Take the lines from the beginning of the data below through the line holding "Category: rear passenger window" and return exactly those.

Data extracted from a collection
______________________________
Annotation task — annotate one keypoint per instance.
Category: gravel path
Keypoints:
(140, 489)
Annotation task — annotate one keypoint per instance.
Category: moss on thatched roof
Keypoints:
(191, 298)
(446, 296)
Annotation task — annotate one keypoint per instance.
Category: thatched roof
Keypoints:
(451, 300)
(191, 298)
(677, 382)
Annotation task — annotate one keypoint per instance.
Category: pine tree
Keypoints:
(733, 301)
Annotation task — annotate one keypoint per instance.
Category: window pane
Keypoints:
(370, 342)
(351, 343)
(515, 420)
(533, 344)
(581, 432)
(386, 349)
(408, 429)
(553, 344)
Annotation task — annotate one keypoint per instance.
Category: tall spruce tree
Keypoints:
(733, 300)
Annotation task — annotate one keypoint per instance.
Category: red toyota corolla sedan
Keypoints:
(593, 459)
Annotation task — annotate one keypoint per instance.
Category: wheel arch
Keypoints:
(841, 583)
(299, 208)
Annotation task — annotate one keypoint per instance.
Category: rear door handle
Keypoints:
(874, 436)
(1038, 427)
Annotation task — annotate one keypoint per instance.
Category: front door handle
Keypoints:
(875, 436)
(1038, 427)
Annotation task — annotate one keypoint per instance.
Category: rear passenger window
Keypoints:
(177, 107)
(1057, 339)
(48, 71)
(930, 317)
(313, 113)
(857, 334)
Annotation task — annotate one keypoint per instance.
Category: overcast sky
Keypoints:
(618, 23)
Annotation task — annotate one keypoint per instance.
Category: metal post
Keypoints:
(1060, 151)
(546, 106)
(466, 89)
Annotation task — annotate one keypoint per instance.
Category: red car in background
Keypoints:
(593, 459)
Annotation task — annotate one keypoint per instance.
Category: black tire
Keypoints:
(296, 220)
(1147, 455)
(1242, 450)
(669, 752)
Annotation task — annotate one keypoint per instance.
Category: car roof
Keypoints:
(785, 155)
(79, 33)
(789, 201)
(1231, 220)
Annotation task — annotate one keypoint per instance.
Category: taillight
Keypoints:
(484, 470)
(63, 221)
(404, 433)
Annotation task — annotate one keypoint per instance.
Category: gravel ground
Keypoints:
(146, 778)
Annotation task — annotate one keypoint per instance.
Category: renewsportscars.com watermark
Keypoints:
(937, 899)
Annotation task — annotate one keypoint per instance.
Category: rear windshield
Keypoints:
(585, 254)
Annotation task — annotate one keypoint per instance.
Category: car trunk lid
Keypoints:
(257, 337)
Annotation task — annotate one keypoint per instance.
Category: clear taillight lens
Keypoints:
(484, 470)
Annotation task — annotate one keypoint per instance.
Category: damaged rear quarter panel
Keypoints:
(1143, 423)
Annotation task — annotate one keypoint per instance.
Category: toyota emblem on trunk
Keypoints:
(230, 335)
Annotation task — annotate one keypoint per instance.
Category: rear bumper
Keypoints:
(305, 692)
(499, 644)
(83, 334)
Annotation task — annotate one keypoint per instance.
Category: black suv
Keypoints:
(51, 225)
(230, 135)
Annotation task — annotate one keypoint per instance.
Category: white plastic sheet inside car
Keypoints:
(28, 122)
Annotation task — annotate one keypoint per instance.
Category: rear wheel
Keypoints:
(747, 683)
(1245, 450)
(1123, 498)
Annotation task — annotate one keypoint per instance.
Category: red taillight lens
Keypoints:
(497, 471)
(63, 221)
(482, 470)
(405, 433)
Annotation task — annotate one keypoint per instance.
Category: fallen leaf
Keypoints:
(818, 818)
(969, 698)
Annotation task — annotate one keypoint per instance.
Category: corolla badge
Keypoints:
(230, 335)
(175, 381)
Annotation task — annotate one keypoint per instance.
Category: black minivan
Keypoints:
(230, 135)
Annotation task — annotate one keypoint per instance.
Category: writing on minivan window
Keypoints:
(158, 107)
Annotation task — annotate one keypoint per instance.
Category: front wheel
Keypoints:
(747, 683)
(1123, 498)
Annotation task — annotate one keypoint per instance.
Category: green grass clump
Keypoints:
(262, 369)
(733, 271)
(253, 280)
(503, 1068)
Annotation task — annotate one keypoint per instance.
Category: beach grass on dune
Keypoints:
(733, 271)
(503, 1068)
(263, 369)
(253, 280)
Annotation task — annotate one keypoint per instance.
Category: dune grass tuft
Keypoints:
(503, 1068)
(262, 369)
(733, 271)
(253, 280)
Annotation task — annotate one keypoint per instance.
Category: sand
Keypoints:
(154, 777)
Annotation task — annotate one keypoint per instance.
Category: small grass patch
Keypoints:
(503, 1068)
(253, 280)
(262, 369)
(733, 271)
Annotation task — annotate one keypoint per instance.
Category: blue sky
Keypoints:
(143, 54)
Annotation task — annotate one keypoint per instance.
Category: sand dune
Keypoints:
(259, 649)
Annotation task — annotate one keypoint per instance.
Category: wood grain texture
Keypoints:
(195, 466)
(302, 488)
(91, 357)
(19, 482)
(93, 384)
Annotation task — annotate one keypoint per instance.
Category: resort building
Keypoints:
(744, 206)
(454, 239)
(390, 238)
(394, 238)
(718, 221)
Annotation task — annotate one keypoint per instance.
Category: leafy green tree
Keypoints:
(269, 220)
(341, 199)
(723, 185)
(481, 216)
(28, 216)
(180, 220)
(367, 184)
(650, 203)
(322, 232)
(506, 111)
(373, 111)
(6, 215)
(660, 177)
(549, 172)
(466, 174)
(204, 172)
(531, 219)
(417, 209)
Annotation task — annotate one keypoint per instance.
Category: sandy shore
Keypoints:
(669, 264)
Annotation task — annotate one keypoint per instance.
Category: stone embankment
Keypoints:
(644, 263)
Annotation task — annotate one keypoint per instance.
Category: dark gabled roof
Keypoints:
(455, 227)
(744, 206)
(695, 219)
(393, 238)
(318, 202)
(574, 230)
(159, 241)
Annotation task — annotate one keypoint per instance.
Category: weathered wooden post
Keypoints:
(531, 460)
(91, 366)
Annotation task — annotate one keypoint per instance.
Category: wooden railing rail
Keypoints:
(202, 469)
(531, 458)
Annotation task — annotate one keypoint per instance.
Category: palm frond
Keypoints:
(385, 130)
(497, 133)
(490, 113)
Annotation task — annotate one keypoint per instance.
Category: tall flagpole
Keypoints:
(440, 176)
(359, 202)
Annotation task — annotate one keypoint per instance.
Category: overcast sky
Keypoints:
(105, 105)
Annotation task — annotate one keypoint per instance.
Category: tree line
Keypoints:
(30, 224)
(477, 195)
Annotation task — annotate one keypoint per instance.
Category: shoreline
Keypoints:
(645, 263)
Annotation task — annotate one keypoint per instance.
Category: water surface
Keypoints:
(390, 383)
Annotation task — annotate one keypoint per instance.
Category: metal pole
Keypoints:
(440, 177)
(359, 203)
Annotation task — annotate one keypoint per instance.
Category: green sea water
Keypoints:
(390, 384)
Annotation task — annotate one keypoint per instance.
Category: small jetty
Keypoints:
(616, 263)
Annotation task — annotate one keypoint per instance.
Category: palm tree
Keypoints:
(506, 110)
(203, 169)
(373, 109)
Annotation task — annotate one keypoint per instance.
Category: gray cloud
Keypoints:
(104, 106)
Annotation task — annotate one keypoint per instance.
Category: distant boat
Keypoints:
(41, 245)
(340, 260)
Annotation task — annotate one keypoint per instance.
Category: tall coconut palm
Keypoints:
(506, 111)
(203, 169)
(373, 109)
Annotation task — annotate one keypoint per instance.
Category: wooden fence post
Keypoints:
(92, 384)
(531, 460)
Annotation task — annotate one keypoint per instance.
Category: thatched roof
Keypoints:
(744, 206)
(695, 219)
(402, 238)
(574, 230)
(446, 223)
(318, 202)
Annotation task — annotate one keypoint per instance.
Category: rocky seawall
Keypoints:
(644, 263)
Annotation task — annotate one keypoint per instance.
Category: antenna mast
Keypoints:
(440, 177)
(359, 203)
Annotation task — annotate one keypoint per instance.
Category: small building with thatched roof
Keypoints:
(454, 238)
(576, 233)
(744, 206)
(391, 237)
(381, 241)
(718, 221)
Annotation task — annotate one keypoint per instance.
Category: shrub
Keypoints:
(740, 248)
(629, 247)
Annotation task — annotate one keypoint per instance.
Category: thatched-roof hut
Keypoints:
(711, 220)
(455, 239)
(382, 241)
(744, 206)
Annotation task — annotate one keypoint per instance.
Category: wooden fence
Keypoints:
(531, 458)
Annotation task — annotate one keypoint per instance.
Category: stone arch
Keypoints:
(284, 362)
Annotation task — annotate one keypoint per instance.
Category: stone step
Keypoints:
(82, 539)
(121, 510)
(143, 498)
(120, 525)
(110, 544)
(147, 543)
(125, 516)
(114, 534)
______________________________
### Finished exercise
Annotation task — annotate one keypoint per instance.
Category: gravel path
Keypoints:
(140, 489)
Annotation task — annotate one keypoint per instance.
Category: moss on thatched roof
Keypoints:
(191, 298)
(446, 296)
Annotation task — annotate one keypoint per instance.
Category: thatched roof
Keypoints:
(451, 300)
(191, 298)
(677, 382)
Annotation task — annotate one keypoint per instance.
Category: pine tree
Keypoints:
(733, 301)
Annotation task — annotate one keypoint per instance.
Category: window pane
Keypoints:
(370, 342)
(351, 343)
(515, 420)
(533, 344)
(581, 432)
(386, 349)
(408, 429)
(553, 344)
Annotation task — annotate one keypoint per instance.
Category: tall spruce tree
Keypoints:
(733, 300)
Annotation task — annotate one keypoint per instance.
Category: red toyota corolla sedan
Keypoints:
(593, 459)
Annotation task — annotate one keypoint per instance.
Category: wheel arch
Keypoints:
(841, 583)
(299, 208)
Annotation task — annotate one keypoint per instance.
Category: rear door handle
Keypoints:
(874, 436)
(1038, 427)
Annotation task — annotate one keypoint per instance.
Category: front door handle
Keypoints:
(875, 436)
(1038, 427)
Annotation task — annotate one keypoint per instance.
Category: rear passenger window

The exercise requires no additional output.